From the first line to the last, copy the data exactly.

[Records from a data source]
↓
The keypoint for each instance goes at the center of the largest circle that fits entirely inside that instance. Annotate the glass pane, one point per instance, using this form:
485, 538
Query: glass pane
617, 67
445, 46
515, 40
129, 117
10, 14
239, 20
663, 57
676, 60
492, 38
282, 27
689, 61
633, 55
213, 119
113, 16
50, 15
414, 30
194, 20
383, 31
↑
- _ANSWER TO THIS PROBLEM_:
The keypoint for each instance goes at the center of the largest circle that fits entirely inside that instance. Annotate the glass pane, one point per instance, using this form:
485, 538
Query: glass pane
617, 67
445, 46
515, 40
129, 117
10, 14
239, 20
663, 57
676, 60
492, 38
282, 27
689, 61
633, 55
213, 119
113, 16
50, 15
414, 30
194, 20
383, 31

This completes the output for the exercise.